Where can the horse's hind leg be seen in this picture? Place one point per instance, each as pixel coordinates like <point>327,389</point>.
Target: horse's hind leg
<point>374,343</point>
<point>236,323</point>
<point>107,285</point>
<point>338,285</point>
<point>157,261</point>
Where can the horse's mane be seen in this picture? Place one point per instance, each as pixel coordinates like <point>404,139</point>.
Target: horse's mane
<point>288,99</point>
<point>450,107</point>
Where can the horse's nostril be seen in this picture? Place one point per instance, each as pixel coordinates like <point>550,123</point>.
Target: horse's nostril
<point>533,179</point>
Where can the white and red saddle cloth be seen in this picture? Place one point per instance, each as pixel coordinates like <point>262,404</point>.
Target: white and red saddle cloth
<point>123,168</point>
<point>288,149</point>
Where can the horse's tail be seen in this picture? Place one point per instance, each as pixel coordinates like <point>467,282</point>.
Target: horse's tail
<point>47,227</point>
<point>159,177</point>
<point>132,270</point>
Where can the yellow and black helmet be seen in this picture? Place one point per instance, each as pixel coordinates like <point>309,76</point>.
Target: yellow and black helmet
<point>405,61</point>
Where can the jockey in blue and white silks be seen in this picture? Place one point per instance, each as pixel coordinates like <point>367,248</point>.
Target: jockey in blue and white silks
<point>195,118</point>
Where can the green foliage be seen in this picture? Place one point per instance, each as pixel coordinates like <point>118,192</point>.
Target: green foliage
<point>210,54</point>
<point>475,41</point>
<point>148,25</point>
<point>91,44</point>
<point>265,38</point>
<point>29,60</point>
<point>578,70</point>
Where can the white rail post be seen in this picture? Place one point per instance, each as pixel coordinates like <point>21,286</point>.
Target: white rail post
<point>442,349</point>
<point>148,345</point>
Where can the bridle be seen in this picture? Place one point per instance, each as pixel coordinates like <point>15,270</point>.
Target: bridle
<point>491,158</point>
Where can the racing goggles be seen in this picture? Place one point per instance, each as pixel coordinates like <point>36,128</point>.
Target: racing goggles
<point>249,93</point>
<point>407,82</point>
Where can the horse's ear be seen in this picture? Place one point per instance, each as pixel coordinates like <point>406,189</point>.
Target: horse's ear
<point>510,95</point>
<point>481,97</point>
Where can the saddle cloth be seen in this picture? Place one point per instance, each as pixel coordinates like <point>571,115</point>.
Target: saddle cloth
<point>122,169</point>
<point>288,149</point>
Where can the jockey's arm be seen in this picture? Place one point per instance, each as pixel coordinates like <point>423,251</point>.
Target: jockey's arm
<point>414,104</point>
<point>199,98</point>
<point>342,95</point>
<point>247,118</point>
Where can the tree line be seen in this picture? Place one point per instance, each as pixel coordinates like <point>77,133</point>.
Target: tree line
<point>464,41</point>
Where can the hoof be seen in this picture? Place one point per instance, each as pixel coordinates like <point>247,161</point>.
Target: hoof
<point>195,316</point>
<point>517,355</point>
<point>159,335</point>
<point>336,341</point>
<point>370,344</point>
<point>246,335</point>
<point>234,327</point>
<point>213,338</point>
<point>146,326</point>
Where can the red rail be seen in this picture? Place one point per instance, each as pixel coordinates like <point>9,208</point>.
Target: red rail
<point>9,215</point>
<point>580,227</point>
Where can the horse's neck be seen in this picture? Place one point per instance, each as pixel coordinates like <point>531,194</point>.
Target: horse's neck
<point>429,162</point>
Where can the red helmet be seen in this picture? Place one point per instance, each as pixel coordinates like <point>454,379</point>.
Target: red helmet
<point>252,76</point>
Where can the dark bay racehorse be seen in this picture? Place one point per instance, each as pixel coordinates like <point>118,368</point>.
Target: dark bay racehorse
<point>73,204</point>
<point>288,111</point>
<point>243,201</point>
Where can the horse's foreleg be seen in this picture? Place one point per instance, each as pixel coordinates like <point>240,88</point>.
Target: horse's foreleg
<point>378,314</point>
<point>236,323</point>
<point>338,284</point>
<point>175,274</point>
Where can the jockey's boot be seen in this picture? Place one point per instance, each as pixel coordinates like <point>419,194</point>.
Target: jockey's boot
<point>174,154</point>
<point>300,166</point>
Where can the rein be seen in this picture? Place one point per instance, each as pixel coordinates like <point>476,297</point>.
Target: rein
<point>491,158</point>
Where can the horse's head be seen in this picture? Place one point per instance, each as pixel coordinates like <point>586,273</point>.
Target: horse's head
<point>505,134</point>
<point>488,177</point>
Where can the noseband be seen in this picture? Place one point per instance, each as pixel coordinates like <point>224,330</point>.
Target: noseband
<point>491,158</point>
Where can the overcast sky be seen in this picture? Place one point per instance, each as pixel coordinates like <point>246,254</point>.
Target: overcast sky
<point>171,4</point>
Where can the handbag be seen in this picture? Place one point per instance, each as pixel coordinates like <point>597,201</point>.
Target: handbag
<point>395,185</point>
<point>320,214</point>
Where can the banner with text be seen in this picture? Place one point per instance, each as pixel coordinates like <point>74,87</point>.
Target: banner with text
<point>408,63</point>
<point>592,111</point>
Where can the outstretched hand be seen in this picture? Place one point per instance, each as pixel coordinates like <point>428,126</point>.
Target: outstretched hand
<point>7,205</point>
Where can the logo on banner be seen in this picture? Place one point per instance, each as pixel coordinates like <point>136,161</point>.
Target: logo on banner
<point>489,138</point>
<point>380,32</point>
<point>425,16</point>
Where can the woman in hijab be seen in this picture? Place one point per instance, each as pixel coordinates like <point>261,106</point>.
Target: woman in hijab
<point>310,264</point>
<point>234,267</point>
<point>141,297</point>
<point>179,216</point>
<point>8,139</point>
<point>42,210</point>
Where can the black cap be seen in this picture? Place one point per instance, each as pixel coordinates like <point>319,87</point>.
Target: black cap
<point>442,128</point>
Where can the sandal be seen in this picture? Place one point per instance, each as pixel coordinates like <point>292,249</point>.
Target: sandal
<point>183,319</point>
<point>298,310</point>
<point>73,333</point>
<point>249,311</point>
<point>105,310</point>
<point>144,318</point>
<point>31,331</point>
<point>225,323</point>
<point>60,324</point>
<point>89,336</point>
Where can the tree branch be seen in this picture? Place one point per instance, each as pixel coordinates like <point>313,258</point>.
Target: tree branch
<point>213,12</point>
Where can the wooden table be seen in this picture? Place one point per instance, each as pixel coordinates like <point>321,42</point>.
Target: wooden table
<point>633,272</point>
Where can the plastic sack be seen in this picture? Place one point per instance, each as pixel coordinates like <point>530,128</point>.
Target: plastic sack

--

## Task description
Copy these lines again, changing "Place" to "Put" wherever it appears and keeping all other text the same.

## Response below
Where can the horse's hind leg be seen in this picture? Put one point per instance, each as pixel coordinates like <point>327,389</point>.
Target: horse's hind leg
<point>374,343</point>
<point>236,323</point>
<point>107,285</point>
<point>338,285</point>
<point>157,261</point>
Where can the horse's mane be seen in this picture? Put one point per instance, each as pixel coordinates like <point>404,139</point>.
Target: horse's mane
<point>288,99</point>
<point>450,107</point>
Where can the horse's nostril be seen in this picture? Put one point per instance, each as pixel coordinates like <point>550,123</point>.
Target: horse's nostril
<point>533,179</point>
Where can the white and red saddle cloth be seen in this picture? Put one point per instance, each as pixel coordinates like <point>262,404</point>.
Target: white and red saddle cloth
<point>123,168</point>
<point>288,149</point>
Where can the horse's tail be seen in this picture? Put one point per instance, each as pixel coordinates like <point>467,282</point>.
Target: horse's tail
<point>47,227</point>
<point>159,177</point>
<point>132,270</point>
Where can the yellow and black helmet be seen in this picture? Put one point per instance, each as pixel coordinates like <point>309,76</point>.
Target: yellow and black helmet
<point>405,61</point>
Where can the jockey in blue and white silks be seen in this picture? Put one point per instance, each as pixel coordinates like <point>367,248</point>.
Target: jockey in blue and white silks
<point>195,118</point>
Where can the green foliage be seen in this picture? Put one point per instance, each as pixel coordinates like <point>118,192</point>.
Target: green foliage
<point>210,54</point>
<point>475,41</point>
<point>148,25</point>
<point>91,44</point>
<point>265,38</point>
<point>29,60</point>
<point>578,70</point>
Where can the white rail post be seen in this picture? Put one point per instance, each as pixel coordinates like <point>21,286</point>.
Target: white rail post
<point>442,349</point>
<point>148,345</point>
Where can the bridle be seen in this picture? Put one point per instance, each as pixel coordinates like <point>15,270</point>.
Target: bridle
<point>491,158</point>
Where can the racing goggles be seen in this picture? Put one point per instance, each as pixel coordinates like <point>36,128</point>.
Target: racing goggles
<point>249,93</point>
<point>407,82</point>
Where can the horse's ear be seen in this picture? Put one point per instance, each as pixel coordinates like <point>406,189</point>.
Target: horse's ear
<point>510,95</point>
<point>481,97</point>
Where can the saddle cloth be seen in this picture? Put one point per instance, each as pixel coordinates like <point>571,115</point>.
Target: saddle cloth
<point>122,169</point>
<point>288,149</point>
Where can the jockey's arm be seen in this picture? Put one point per instance, each as pixel coordinates like <point>423,251</point>.
Target: jockey's arm
<point>414,104</point>
<point>199,98</point>
<point>342,95</point>
<point>247,118</point>
Where can the tree line be seen in this picture? Put one point per instance, each as pixel coordinates like <point>77,133</point>.
Target: tree line
<point>464,41</point>
Where can the hoof be seen in this picture? Put one point per instance, each as pixel coordinates like <point>247,161</point>.
Target: hoof
<point>195,316</point>
<point>517,355</point>
<point>159,335</point>
<point>336,341</point>
<point>370,344</point>
<point>246,335</point>
<point>234,327</point>
<point>213,338</point>
<point>146,326</point>
Where can the red rail be seen in this picture? Put one point per instance, each as pixel coordinates like <point>9,208</point>.
Target: red rail
<point>9,215</point>
<point>580,227</point>
Where can the horse's neck be seen in this picture? Put one point per instance, each as pixel coordinates like <point>531,194</point>.
Target: horse's neck
<point>429,162</point>
Where can the red helmet be seen in this picture? Put one point per instance, each as pixel coordinates like <point>454,379</point>.
Target: red helmet
<point>252,76</point>
Where can the dark bay racehorse be seen in this picture? Put one point per instance, each as pixel coordinates like <point>118,368</point>.
Target: dark bay racehorse
<point>73,204</point>
<point>288,111</point>
<point>243,201</point>
Where can the horse's foreleg be seen in this picture? Put one point per instance, each as pixel coordinates like <point>240,88</point>.
Target: horse's foreleg
<point>378,314</point>
<point>236,323</point>
<point>338,284</point>
<point>175,274</point>
Where can the jockey's boot be seen in this picture? Put one point per instance, each as pixel coordinates like <point>419,194</point>.
Target: jockey's boot
<point>174,154</point>
<point>300,166</point>
Where can the rein be seen in this picture? Put one point per instance, each as pixel coordinates like <point>476,297</point>.
Target: rein
<point>491,158</point>
Where can the horse's head be seen in this picture? Put one point per instance, each as pixel coordinates like <point>586,273</point>.
Target: horse's head
<point>505,134</point>
<point>488,177</point>
Where can the noseband be seen in this picture? Put one point per instance, each as pixel coordinates like <point>224,330</point>.
Target: noseband
<point>491,158</point>
Where can the overcast sky be seen in this picture? Put one point per instance, each as pixel coordinates like <point>246,254</point>.
Target: overcast sky
<point>171,4</point>
Where can the handbag be seen in this picture? Put one point per instance, each as pixel coordinates like <point>597,201</point>.
Target: handbag
<point>395,185</point>
<point>320,214</point>
Where can the banner with text be seen in this picture? Put one point per instance, each as pixel coordinates like <point>74,87</point>.
Target: banner with text
<point>408,63</point>
<point>592,111</point>
Where can the outstretched hand be seen in this picture? Put one point per instance, each as pixel coordinates like <point>428,126</point>.
Target: outstretched hand
<point>7,205</point>
Where can the logo on banner be seen in this picture? Put one point per instance, each as pixel coordinates like <point>136,161</point>.
Target: logo on banner
<point>489,138</point>
<point>380,32</point>
<point>425,16</point>
Where can the woman in hijab be seen in this picture? Put one point per instance, each as pixel coordinates like <point>261,106</point>.
Target: woman in hijab
<point>310,264</point>
<point>234,267</point>
<point>141,297</point>
<point>179,216</point>
<point>8,139</point>
<point>42,210</point>
Where can the black cap be seen in this picture? Put one point per instance, each as pixel coordinates like <point>319,87</point>.
Target: black cap
<point>442,128</point>
Where can the sandal be seen in this picture? Put one point per instance, each as pixel coordinates like <point>292,249</point>.
Target: sandal
<point>183,319</point>
<point>298,310</point>
<point>73,333</point>
<point>249,311</point>
<point>105,310</point>
<point>144,318</point>
<point>31,331</point>
<point>225,323</point>
<point>60,324</point>
<point>89,336</point>
Where can the tree branch be seen in this picture? Put one point per instance, each as pixel coordinates like <point>313,258</point>.
Target: tree branch
<point>213,12</point>
Where can the wooden table be seen in this picture? Put one point per instance, each as pixel coordinates like <point>321,42</point>.
Target: wooden table
<point>633,272</point>
Where can the plastic sack be seen in this picture? Put one point per instance, each as pixel coordinates like <point>530,128</point>.
Target: plastic sack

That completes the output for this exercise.